SOURCE PASSAGE:
Bringing Business and IT Together: An Imperative for Data Driven Business

Business/IT working relationships have been troubled since the dawn of the information age. Poor working relationships have a high cost to the organization in many ways. As the interdependencies of business and technology grow, the cost of failed relationships also increases. It is essential that business/IT working relationships undergo fundamental and systemic change as data and analytics become core competencies of modern business management. 

Now, more than ever before, it is essential that business/IT working relationships become cooperative and collaborative. The self-service revolution, the trend toward business autonomy in data analysis, and the high stakes of modern data and analytic applications make this a critical issue. Data science, artificial intelligence, machine learning, and automation require cohesion, continuity, consistency, and quality that can’t be achieved with tenuous and fragile business/IT working relationships.

[Pointing dataset excerpts]
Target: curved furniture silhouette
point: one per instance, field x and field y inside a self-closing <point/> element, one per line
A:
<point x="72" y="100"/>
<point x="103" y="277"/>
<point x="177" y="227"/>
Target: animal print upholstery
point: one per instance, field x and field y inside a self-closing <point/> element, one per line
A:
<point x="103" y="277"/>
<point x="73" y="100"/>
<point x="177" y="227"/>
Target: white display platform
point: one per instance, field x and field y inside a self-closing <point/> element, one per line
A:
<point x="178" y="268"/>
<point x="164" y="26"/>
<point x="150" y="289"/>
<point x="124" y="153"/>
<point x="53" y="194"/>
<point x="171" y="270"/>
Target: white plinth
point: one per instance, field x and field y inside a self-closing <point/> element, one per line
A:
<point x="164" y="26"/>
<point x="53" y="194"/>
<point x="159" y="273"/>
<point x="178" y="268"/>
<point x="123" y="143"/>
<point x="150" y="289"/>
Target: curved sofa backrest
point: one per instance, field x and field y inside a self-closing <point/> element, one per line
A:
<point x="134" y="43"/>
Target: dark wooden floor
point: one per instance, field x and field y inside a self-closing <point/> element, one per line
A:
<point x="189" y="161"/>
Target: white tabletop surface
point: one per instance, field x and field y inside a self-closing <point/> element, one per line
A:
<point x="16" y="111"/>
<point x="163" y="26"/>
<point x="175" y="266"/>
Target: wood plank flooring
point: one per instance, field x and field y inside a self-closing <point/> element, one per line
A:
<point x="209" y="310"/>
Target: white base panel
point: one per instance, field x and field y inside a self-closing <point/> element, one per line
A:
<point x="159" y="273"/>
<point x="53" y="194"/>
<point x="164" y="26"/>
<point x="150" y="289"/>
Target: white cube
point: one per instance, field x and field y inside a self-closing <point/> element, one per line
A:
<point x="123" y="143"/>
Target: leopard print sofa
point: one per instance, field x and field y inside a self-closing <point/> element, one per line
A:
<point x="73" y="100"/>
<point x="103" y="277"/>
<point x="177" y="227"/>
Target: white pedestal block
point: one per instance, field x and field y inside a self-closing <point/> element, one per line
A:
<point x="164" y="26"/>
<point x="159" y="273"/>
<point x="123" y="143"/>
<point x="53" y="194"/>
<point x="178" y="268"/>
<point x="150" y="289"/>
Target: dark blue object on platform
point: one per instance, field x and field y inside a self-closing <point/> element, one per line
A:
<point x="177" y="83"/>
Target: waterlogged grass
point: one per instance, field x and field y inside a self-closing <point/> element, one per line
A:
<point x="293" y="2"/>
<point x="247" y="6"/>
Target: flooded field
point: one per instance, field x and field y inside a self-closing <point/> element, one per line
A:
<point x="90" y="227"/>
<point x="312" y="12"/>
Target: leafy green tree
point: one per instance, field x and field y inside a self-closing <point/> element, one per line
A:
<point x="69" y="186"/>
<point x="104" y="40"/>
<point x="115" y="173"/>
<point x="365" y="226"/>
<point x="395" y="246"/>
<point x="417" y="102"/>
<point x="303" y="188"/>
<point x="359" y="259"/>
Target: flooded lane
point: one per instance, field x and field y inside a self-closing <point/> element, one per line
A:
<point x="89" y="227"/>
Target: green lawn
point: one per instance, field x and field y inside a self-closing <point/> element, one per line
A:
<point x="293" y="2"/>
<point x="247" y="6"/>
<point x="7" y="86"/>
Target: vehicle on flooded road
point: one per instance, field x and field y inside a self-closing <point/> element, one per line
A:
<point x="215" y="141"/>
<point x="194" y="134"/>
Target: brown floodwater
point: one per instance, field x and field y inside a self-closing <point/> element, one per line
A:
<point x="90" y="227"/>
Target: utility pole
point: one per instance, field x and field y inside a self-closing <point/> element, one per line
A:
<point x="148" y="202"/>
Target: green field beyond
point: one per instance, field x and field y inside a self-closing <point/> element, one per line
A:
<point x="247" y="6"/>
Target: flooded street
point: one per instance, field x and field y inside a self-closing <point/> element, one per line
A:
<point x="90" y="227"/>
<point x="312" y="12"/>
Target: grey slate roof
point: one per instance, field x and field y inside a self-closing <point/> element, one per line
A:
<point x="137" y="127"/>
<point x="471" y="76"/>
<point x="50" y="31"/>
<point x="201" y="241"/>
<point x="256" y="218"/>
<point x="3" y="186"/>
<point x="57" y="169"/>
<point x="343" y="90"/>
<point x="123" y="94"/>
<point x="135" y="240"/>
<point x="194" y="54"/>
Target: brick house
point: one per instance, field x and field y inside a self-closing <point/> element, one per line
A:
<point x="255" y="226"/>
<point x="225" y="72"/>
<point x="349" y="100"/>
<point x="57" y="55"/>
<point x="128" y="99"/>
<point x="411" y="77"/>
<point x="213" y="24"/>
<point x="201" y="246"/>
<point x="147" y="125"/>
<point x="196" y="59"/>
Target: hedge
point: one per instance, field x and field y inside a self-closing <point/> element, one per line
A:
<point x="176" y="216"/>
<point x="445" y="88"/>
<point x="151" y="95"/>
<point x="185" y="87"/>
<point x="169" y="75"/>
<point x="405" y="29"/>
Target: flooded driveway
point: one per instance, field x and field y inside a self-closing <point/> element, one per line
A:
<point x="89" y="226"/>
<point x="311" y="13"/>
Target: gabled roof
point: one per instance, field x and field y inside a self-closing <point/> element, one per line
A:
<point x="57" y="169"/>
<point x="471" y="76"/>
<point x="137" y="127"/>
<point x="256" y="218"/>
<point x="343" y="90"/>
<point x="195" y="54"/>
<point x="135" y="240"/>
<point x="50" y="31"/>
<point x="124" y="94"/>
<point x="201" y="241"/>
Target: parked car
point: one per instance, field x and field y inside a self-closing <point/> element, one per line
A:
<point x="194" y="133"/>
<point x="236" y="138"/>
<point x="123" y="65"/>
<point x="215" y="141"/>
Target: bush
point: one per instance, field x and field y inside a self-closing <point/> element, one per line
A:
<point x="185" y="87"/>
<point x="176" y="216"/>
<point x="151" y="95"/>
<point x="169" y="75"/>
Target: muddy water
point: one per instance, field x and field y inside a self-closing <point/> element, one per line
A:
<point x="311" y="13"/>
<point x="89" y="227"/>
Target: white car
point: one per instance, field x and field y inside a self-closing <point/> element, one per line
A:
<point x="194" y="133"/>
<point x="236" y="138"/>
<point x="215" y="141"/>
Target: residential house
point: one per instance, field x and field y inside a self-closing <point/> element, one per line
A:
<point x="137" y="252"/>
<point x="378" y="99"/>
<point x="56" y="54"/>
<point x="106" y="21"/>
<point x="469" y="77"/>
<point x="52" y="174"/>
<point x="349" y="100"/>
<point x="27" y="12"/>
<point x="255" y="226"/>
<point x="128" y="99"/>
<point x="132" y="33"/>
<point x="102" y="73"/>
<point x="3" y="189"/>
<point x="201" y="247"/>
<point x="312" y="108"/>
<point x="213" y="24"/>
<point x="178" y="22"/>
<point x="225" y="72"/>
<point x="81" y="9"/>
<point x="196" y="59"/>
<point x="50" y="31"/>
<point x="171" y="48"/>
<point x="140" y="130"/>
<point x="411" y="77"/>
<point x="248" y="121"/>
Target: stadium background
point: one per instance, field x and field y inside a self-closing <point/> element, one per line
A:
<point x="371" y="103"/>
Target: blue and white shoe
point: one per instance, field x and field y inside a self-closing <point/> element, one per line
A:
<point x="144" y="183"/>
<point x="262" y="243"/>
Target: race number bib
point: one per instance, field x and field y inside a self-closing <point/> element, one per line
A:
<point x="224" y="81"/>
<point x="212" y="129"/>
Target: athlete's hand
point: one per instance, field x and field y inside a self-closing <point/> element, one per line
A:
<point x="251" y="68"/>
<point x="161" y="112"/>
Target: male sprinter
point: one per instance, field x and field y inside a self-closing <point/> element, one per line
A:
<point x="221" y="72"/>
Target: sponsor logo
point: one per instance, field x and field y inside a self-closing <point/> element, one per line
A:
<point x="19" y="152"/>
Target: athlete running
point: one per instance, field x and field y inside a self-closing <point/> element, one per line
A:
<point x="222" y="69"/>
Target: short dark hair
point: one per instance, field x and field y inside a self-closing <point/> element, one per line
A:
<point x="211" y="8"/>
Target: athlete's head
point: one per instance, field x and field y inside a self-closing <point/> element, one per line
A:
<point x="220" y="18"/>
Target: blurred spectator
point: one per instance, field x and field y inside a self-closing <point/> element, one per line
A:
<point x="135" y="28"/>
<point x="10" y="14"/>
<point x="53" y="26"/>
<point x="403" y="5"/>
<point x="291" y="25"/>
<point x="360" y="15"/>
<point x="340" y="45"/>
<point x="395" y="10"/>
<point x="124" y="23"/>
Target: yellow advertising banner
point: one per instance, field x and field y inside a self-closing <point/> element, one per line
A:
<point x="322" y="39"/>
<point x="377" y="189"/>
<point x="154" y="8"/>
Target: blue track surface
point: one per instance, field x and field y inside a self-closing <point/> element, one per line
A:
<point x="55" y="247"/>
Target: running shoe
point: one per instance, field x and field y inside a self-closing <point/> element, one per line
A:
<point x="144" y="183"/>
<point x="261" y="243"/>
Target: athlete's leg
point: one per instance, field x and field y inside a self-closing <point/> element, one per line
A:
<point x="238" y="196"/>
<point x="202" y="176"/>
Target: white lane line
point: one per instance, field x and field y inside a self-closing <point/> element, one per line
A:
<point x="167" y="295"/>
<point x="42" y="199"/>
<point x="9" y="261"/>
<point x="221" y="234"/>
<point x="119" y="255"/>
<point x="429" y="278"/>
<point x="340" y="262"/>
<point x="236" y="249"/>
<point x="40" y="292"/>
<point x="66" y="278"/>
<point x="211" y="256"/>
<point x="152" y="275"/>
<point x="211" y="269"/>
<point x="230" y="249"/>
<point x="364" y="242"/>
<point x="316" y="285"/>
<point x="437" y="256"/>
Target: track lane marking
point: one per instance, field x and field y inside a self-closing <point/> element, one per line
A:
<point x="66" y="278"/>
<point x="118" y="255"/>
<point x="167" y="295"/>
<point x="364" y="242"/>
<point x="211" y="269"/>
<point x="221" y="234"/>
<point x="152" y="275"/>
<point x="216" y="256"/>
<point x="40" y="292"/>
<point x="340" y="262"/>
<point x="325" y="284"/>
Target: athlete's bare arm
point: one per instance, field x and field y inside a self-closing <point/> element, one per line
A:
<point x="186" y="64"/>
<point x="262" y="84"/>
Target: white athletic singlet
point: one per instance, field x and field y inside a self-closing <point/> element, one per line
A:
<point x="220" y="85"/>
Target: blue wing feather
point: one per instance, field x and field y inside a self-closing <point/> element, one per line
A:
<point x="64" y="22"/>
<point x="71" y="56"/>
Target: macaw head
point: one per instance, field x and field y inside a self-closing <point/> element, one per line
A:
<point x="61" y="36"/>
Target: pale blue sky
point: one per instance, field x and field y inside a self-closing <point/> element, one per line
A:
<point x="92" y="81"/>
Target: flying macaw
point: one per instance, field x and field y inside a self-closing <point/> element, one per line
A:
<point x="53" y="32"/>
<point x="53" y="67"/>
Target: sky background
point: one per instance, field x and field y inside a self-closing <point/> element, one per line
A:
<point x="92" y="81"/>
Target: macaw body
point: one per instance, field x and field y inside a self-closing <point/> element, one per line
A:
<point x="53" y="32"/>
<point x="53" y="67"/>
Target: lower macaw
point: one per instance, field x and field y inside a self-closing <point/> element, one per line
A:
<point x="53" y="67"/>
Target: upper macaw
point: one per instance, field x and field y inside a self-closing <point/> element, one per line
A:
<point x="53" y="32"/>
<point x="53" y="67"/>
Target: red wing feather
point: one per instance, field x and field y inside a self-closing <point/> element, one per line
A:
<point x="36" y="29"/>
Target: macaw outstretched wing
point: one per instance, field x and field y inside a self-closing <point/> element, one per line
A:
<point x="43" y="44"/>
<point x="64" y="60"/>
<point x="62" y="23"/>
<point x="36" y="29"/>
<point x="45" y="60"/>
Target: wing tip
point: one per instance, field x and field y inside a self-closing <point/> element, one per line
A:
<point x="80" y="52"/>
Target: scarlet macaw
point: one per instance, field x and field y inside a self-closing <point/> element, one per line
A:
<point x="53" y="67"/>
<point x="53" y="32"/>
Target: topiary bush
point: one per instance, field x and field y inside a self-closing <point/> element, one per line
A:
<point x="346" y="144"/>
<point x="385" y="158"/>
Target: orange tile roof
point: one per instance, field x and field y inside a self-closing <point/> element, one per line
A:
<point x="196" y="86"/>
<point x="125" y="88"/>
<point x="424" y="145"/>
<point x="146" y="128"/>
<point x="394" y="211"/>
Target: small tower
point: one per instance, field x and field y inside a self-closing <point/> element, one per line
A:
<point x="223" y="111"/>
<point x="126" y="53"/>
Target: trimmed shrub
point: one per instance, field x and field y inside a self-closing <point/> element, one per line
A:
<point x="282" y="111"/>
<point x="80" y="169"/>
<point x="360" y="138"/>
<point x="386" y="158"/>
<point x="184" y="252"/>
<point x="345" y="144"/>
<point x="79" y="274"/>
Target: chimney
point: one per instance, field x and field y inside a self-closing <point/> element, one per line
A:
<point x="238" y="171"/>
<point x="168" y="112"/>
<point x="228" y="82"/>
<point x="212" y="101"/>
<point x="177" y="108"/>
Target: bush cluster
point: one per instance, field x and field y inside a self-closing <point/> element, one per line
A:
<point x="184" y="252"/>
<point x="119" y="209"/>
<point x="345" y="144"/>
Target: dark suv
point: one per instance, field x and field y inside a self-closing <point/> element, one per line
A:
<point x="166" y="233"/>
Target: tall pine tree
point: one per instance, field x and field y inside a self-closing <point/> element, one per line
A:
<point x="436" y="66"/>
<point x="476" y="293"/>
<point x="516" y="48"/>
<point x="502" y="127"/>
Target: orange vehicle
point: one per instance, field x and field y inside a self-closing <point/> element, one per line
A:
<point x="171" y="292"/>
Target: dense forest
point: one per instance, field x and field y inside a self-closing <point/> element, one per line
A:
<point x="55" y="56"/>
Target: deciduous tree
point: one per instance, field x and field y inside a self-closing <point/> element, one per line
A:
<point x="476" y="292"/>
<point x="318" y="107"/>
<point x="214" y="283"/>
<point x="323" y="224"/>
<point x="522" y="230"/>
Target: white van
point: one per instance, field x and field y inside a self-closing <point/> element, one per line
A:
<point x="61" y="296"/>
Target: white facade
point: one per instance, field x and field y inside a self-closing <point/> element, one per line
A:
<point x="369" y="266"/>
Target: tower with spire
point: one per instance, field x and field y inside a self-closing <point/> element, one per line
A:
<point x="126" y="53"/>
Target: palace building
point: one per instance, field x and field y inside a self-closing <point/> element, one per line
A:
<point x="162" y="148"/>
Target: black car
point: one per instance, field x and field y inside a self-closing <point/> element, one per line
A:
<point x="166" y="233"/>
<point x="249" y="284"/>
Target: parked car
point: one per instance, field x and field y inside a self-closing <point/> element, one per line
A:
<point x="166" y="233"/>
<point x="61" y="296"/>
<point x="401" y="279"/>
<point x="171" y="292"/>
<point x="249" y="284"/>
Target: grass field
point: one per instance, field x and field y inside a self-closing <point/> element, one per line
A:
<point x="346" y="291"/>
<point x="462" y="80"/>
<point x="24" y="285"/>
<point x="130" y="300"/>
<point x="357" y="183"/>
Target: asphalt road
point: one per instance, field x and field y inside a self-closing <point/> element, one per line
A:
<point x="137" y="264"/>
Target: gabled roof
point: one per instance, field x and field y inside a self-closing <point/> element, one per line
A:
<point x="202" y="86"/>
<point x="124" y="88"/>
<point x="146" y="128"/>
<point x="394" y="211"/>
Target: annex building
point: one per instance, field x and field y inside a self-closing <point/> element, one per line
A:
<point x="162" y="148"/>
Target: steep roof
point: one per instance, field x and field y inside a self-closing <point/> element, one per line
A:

WRITTEN TASKS:
**1.** From the passage on business/IT working relationships, quote everything from "Business/IT working relationships have" to "modern business management.".
**2.** Pick up the passage on business/IT working relationships right after its last sentence and keep writing.
The material here has nothing to do with what comes next.

THE ANSWERS:
**1.**
Business/IT working relationships have been troubled since the dawn of the information age. Poor working relationships have a high cost to the organization in many ways. As the interdependencies of business and technology grow, the cost of failed relationships also increases. It is essential that business/IT working relationships undergo fundamental and systemic change as data and analytics become core competencies of modern business management.

**2.**
Business and IT people seem to speak two different and somewhat specialized languages. Even when we use the same terms it is frequently with a different meaning. It should come as no surprise that communication is a central theme of improved working relationships between business and IT. 

The Business/IT divide is a long-standing problem and we have all experienced efforts to bridge the gap—usually with limited success. Today the solution is no longer one of “bridging the gap” but of eliminating that gap. In the words of Howard Smith and Peter Fingar “Don’t just bridge the business-IT divide – Obliterate it!” (Business Process Management: The Third Wave, Smith, and Fingar, Meghan-Kiffer, 2003) Communication and understanding are fundamental to removing the gap. Common concepts, terminology, and goals are essential to new business/IT relationships. Getting there will not be quick, and it won’t be easy. It is a journey, not an event. The first steps of the journey depend on two essential premises: 

  • IT people must become more business skilled, and 

  • Business people must become more IT skilled. 

These two premises work at the individual level, but to “obliterate” the gap demands that we change the way we think organizationally. The distinction between business people and IT people is a barrier to necessary change. From an organization point of view: 

  • IT people must become business people, and 

  • Business people must become technology people.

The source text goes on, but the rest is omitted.